## Selected extract
-*-

By Kevin Grace
Admittedly scatter-brained in many regards, it sometimes takes a few days for me to catch on to matters. To wit, two weeks ago a book arrived on my desk from Rowman & Littlefield Publishers accompanied by no letter or other explanation, only the package with my name typed on the label. I thought it was just another of the occasional books that find their way here, usually self-published religious or philosophical musings that are mailed wholesale to everyone and his brother. The title was interesting, though: Terrorist Attacks on American Soil: From the Civil War Era to the Present, and it was from a legitimate publisher. But even so, I set it aside with barely a glance.
However, as I was looking for something a bit different to read over last weekend, I gave it a closer look. Then it hit me. Several years ago, the author, J. Michael Martinez, had used the archives here to do research on John and James McNamara, the Cincinnati born-and-bred labor activists. The notorious brothers dynamited the Los Angeles Times building on October 1, 1910 as their protest against unfair labor practices and rapacious business practices. The McNamaras were radical members of the International Association of Bridge and Structural Workers, and when metal workers in Los Angeles left their jobs to strike that autumn, Harrison Gray Otis, the owner and publisher of the Times, was a loudly-vocal opponent of the stoppage. He saw the strikers – and people like the McNamaras – as violent agitators, and in that era, labor violence was not unusual in the least.

-*-

## Listing
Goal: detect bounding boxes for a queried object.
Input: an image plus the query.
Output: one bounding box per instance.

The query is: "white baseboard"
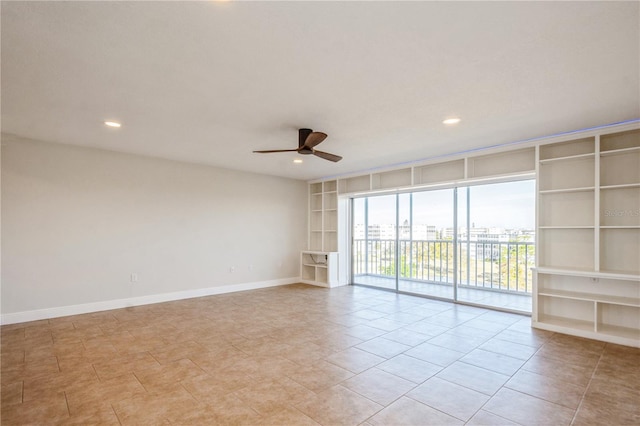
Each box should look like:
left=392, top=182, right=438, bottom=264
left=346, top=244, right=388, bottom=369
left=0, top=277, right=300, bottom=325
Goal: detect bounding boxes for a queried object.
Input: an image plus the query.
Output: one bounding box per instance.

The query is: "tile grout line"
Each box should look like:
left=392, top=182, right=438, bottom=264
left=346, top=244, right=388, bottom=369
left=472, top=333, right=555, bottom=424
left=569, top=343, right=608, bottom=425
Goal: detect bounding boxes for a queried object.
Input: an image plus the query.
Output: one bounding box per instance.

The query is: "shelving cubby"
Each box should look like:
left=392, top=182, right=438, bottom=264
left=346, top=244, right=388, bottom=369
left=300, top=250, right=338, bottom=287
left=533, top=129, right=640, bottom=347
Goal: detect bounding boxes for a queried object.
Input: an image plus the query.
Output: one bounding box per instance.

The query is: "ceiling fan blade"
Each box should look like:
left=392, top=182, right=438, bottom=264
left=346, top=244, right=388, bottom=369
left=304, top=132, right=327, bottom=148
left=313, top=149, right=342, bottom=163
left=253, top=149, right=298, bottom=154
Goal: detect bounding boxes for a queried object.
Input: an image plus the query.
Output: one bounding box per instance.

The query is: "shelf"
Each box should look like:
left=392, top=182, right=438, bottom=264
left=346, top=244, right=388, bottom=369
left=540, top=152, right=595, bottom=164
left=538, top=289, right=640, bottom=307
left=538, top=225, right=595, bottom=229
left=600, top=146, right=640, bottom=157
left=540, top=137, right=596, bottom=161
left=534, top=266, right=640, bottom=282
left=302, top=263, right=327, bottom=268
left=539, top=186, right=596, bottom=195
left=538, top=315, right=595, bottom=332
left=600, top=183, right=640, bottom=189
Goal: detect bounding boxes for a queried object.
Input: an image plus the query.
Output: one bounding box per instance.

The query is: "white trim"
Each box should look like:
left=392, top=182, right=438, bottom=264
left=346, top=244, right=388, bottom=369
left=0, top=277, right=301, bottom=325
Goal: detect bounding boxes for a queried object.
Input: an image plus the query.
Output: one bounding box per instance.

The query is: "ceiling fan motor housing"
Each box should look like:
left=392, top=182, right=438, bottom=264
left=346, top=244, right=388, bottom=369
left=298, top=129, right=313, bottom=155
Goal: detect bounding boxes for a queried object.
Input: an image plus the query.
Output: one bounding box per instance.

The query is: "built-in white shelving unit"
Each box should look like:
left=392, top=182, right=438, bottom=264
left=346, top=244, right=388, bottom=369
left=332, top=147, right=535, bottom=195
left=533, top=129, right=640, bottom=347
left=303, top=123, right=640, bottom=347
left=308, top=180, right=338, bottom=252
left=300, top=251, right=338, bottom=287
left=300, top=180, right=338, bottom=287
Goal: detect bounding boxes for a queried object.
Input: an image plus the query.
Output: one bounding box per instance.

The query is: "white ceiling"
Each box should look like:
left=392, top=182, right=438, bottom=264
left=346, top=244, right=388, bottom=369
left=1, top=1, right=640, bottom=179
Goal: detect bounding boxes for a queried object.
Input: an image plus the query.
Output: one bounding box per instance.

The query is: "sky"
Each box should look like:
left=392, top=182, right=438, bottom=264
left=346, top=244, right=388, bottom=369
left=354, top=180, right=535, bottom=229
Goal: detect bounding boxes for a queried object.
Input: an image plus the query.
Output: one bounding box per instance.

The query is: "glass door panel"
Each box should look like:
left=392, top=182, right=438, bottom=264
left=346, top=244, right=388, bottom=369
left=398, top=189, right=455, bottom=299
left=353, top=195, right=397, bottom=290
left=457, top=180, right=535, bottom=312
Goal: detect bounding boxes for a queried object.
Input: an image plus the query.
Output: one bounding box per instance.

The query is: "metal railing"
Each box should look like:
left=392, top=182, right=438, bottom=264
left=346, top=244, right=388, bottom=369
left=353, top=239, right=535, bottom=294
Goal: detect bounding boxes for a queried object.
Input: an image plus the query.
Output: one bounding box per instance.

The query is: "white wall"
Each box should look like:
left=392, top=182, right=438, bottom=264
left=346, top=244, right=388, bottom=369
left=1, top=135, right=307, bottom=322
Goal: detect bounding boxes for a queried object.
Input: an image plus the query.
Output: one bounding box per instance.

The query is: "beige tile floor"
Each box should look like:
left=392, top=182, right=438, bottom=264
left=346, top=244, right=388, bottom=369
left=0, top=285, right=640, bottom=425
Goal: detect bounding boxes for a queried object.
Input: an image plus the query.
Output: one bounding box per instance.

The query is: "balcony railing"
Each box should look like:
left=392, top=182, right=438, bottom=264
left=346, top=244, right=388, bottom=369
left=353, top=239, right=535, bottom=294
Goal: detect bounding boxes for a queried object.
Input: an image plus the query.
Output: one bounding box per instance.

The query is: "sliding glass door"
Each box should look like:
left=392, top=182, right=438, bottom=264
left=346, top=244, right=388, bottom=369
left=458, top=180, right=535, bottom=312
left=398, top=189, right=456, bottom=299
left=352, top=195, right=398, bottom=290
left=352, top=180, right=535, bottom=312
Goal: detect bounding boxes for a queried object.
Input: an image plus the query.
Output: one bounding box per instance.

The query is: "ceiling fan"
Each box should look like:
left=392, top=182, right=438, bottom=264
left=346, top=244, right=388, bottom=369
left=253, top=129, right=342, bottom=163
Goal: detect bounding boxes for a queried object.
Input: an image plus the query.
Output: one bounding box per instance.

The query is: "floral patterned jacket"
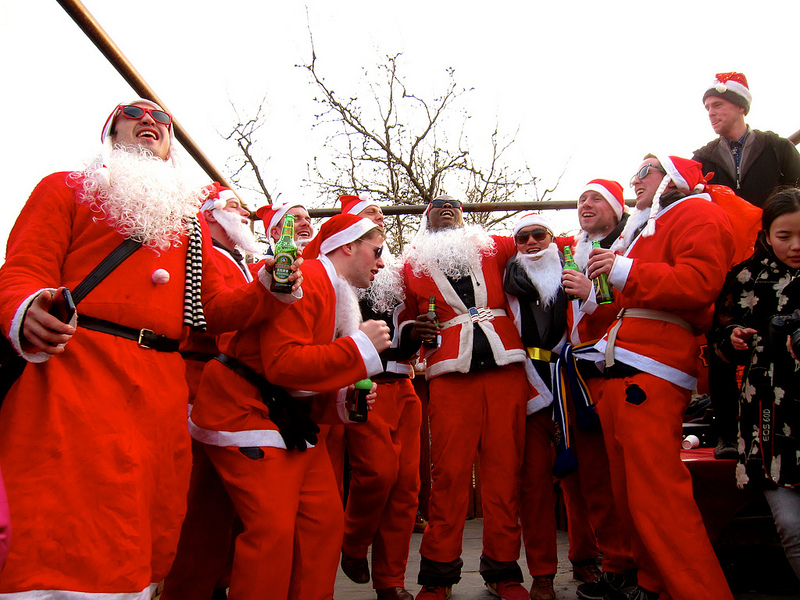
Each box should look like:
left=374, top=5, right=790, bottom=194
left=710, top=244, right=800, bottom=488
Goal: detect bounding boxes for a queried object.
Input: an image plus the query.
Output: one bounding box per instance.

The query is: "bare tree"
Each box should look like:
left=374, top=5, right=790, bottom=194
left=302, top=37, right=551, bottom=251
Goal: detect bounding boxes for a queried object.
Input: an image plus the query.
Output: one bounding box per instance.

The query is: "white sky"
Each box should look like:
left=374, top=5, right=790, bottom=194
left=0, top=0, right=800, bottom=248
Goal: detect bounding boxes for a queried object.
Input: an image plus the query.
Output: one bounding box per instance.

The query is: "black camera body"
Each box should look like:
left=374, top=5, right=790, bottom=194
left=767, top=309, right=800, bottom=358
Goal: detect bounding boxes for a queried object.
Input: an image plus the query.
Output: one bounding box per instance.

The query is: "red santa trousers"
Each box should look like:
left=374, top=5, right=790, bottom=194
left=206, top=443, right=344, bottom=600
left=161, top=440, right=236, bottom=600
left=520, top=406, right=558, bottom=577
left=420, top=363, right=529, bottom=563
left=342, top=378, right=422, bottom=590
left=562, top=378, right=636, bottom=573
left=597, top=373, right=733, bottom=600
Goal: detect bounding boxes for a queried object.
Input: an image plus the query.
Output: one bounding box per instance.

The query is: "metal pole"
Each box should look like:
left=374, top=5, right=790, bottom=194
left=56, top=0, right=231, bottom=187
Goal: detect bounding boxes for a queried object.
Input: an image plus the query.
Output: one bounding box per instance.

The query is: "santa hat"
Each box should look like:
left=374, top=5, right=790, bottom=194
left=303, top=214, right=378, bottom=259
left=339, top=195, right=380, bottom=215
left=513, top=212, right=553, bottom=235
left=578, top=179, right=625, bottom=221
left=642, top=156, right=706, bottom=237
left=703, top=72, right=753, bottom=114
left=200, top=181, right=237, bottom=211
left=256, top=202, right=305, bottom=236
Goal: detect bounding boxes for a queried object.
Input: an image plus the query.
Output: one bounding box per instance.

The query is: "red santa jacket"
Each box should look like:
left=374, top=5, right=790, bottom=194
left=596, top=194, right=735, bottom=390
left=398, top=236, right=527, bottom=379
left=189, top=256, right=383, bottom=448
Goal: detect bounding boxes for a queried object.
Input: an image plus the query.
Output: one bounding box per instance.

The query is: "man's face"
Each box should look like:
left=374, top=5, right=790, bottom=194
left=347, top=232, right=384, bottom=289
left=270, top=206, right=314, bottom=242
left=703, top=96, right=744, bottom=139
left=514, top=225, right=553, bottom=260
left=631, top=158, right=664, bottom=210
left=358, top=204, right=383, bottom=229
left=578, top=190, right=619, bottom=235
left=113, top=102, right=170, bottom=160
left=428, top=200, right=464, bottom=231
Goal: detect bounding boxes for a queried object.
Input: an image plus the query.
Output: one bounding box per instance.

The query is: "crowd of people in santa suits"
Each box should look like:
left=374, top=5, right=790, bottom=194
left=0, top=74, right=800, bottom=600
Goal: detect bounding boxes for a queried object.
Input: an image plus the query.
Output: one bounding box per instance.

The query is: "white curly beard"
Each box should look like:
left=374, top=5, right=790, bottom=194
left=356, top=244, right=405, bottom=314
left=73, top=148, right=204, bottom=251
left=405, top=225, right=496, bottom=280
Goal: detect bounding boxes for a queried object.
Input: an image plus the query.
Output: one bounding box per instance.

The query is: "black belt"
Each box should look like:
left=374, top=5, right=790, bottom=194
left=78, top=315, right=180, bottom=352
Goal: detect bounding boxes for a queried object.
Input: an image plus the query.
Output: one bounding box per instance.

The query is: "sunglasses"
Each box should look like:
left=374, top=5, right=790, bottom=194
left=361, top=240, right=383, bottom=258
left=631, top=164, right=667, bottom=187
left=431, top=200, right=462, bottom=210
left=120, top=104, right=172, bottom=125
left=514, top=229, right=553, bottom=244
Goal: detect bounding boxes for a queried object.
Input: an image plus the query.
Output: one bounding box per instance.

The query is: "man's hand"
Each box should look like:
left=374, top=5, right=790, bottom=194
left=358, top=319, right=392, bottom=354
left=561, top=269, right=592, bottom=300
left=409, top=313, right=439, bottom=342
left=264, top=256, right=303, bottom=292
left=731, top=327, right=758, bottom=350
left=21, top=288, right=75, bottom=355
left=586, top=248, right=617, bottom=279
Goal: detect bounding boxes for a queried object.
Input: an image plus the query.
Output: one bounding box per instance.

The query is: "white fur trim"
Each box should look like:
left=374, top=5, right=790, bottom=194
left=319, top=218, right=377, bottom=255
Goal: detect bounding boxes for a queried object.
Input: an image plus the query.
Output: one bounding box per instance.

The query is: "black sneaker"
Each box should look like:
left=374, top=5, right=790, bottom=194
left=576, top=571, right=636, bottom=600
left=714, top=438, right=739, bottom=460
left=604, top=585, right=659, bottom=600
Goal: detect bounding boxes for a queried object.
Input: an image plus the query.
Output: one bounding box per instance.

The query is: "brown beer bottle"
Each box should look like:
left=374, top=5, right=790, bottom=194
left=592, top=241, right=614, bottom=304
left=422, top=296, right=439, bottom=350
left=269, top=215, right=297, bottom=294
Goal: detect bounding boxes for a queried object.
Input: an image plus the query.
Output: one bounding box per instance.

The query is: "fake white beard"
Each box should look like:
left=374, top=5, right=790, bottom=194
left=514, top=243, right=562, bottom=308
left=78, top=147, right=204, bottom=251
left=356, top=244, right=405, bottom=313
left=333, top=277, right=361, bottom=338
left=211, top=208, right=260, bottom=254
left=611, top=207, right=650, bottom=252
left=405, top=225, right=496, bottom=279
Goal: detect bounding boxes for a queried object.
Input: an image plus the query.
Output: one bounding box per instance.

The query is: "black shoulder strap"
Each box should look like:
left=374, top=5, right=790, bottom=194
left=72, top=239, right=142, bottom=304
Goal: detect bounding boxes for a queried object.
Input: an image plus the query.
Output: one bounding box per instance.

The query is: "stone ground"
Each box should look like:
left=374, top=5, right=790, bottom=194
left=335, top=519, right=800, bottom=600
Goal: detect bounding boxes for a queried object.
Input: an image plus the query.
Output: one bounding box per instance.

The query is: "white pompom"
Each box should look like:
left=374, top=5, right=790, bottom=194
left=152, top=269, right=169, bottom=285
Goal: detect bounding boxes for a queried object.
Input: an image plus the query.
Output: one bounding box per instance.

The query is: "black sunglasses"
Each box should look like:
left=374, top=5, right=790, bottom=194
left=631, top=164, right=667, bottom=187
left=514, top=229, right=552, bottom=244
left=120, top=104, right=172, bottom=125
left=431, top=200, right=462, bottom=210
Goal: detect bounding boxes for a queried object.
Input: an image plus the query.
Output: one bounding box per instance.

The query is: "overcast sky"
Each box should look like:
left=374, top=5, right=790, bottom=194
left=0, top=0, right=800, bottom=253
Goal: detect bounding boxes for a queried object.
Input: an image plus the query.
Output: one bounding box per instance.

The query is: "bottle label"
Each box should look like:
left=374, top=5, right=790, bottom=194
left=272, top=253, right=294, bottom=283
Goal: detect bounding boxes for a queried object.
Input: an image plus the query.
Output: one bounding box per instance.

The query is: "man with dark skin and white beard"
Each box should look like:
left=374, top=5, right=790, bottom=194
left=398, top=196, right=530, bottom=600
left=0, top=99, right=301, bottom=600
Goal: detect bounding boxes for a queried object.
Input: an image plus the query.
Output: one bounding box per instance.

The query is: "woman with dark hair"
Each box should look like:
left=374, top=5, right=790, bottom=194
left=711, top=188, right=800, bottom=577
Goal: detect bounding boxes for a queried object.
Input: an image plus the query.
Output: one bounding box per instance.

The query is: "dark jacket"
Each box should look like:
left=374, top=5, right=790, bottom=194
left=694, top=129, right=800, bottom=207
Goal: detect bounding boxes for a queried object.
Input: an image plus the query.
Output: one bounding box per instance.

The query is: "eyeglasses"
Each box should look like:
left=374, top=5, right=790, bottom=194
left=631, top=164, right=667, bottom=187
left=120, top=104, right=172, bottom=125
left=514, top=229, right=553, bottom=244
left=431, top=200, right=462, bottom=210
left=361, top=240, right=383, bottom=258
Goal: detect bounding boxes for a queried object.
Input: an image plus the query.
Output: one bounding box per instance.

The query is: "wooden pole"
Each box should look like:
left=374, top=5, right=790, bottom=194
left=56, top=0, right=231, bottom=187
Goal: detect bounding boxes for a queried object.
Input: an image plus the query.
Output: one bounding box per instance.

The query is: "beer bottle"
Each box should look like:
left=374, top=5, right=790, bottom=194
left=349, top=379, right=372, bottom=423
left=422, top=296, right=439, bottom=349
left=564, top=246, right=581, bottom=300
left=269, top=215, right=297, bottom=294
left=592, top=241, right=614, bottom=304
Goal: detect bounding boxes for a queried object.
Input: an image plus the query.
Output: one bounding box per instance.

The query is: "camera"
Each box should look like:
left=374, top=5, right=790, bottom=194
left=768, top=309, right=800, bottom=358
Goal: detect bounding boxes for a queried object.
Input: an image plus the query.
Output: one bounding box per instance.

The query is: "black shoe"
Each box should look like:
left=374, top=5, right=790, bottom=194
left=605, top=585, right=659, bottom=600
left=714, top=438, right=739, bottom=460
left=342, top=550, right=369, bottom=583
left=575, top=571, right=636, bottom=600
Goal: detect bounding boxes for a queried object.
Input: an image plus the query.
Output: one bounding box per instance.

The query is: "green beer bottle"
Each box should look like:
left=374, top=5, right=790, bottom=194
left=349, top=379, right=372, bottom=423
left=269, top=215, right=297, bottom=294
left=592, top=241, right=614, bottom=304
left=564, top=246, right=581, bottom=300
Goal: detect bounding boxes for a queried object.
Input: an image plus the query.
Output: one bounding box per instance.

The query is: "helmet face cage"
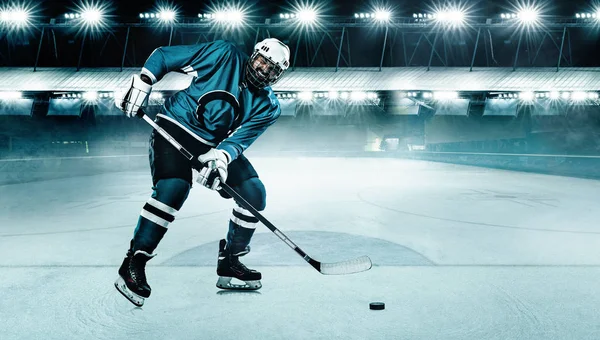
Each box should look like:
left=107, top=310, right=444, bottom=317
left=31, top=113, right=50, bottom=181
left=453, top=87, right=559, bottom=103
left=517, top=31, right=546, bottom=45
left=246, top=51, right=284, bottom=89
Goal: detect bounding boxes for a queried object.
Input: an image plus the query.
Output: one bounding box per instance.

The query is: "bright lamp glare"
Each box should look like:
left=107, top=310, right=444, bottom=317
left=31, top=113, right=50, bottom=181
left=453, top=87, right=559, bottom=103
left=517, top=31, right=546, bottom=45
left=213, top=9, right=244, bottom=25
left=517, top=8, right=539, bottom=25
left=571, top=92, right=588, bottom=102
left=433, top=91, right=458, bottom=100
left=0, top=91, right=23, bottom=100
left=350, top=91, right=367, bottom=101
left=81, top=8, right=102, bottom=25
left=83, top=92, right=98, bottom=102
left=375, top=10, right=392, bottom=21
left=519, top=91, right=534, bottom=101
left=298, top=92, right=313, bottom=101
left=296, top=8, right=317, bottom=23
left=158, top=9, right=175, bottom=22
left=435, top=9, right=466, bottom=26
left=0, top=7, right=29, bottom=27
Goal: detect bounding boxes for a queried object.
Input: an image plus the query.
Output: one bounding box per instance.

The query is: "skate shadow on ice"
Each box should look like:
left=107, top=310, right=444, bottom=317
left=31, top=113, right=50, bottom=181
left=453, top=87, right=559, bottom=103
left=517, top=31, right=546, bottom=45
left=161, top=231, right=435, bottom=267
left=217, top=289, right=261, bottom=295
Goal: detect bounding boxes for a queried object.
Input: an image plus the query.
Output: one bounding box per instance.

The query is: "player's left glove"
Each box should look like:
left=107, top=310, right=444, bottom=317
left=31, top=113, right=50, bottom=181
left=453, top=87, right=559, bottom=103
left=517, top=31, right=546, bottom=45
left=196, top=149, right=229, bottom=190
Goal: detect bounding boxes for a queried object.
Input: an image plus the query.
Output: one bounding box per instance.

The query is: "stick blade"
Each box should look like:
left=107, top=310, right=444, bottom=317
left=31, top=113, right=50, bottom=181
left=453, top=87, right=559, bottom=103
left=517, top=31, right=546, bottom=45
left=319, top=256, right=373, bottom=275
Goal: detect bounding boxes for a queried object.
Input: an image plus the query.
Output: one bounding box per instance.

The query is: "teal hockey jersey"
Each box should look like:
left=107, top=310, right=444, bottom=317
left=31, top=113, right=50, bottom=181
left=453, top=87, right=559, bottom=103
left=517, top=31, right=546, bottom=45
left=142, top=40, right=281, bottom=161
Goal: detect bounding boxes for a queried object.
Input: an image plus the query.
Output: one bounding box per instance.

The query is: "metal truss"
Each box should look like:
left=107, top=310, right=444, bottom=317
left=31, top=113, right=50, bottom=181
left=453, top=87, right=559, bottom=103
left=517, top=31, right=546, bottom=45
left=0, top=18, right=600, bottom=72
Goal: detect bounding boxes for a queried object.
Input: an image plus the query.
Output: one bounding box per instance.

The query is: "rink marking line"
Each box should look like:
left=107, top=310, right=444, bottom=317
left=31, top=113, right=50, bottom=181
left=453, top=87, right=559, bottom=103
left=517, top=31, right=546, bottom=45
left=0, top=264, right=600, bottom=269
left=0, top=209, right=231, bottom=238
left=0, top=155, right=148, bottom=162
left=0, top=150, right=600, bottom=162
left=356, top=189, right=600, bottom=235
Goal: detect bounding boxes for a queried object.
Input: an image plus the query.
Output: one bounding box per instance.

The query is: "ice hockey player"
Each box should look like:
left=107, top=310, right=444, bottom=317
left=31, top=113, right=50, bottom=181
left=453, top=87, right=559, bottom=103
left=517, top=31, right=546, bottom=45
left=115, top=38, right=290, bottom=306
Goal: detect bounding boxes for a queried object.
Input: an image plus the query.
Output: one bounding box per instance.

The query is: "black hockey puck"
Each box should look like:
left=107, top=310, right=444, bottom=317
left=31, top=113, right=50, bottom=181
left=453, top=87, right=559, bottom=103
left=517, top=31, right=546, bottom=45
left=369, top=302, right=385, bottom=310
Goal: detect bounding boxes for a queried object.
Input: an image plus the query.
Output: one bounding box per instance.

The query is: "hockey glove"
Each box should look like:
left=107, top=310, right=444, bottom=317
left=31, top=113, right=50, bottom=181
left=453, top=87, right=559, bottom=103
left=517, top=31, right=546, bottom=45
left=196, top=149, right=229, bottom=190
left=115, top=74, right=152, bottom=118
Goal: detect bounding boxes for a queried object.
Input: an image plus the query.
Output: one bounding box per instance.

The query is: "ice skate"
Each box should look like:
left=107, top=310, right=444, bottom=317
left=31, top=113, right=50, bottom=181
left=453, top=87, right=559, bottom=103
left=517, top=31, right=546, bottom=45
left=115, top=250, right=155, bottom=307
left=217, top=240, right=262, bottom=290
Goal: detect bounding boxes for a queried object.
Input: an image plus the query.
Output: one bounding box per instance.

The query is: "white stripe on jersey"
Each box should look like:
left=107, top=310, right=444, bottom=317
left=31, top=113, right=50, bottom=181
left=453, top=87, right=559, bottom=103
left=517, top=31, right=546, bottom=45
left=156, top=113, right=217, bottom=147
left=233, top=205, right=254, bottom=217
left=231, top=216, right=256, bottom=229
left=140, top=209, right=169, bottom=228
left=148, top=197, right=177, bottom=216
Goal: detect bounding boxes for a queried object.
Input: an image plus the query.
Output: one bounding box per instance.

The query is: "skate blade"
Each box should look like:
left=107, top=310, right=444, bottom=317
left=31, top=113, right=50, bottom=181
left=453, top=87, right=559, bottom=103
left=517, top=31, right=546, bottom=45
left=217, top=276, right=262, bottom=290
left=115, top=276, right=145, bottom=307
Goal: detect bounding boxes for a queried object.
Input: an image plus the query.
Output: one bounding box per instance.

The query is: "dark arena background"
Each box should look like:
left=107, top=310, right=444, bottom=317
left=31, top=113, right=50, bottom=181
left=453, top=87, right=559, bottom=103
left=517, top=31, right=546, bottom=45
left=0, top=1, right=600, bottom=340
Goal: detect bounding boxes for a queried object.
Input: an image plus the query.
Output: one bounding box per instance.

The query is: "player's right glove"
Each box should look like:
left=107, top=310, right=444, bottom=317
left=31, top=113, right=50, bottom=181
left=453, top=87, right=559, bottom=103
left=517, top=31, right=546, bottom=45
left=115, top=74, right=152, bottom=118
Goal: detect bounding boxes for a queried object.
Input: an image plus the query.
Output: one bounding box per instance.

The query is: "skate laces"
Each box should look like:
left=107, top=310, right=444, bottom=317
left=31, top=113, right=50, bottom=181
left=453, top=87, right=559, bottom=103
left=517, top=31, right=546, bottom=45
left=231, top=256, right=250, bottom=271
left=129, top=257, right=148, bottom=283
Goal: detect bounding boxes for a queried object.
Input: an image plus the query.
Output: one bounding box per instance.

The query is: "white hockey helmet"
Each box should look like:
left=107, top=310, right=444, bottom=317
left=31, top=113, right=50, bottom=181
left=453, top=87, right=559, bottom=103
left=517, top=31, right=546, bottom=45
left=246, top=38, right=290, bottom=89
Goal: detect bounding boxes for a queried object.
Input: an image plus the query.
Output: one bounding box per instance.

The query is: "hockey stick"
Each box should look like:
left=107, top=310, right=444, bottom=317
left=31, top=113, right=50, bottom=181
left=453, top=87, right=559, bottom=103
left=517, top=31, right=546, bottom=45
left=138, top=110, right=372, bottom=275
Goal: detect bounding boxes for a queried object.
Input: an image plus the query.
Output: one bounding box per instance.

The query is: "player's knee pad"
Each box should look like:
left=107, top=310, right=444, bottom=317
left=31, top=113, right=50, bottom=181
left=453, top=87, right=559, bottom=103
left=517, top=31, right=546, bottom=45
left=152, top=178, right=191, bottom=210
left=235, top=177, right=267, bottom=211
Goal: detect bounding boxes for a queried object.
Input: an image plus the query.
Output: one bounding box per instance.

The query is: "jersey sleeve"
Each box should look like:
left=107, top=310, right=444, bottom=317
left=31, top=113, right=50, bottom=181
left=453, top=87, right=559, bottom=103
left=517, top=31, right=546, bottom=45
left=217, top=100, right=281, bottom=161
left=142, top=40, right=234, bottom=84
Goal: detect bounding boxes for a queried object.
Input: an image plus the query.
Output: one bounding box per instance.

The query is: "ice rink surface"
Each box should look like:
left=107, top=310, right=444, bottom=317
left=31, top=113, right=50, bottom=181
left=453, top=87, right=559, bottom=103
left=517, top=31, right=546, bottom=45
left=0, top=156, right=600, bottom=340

-*-

## Problems to work on
1. Reproduce, word for word, the stretch of the account of the terrorism book from "However, as I" through "in the least.".
2. Resume the account of the terrorism book, continuing directly after its final sentence.

## Expected answers
1.
However, as I was looking for something a bit different to read over last weekend, I gave it a closer look. Then it hit me. Several years ago, the author, J. Michael Martinez, had used the archives here to do research on John and James McNamara, the Cincinnati born-and-bred labor activists. The notorious brothers dynamited the Los Angeles Times building on October 1, 1910 as their protest against unfair labor practices and rapacious business practices. The McNamaras were radical members of the International Association of Bridge and Structural Workers, and when metal workers in Los Angeles left their jobs to strike that autumn, Harrison Gray Otis, the owner and publisher of the Times, was a loudly-vocal opponent of the stoppage. He saw the strikers – and people like the McNamaras – as violent agitators, and in that era, labor violence was not unusual in the least.

2.
Ultimately arrested and tried, the McNamaras gained substantial notoriety around the country, boosted in no small measure by the fact that their attorney was the estimable Clarence Darrow. John and James McNamara were found guilty and sentenced to San Quentin prison, where James spent the remainder of his life. John McNamara served 10 years, and then returned home to Cincinnati and his mother in Northside. Both of the brothers died in 1941.
As the decades passed, there were other important causes and other important happenings in American labor actions, and the McNamaras were forgotten for the most part. But in the 1970s, the University of Cincinnati entered the case, as it were, in the person of history professor Herbert Shapiro. Shapiro, who died just a few weeks ago at the age of 83, had a deep interest in labor history and in civil rights. He was able to make contact with the McNamaras’ surviving relatives and due to his initiative and scholarly inquisitiveness, Professor Shapiro convinced the family to donate their records to the Archives & Rare Books Library. For the past 35 years, these documents, which amount to 20 linear feet of materials, have been a mainstay of our Urban Studies archive. The content of the collection is incredibly rich, full of correspondence from Darrow and notable labor activists and journalists of the day, including Mother Jones and Lincoln Steffens. Scholars, documentary filmmakers, students, journalists, and fiction writers have heavily researched the McNamara Brothers Collection (Accession Number US-80-09) for four decades, and we have learned quite a bit through their expertise.
Another benefit we have had in making this collection more widely known and available was the excellent work done on it by Eira Tansey, who was a student assistant and intern in the Archives & Rare Books Library. Eira was a wonderful friend and colleague (still is, as a matter of fact, though she has relocated to New Orleans where she is an archivist at Tulane University!), whom I taught in an Honors seminar on the culture of books & reading. In her employment with us in ARB, she did an independent project to create a finding aid and a web exhibit of the McNamara documents. Her work can be viewed here: http://www.libraries.uc.edu/libraries/arb/exhibits/mcnamara/.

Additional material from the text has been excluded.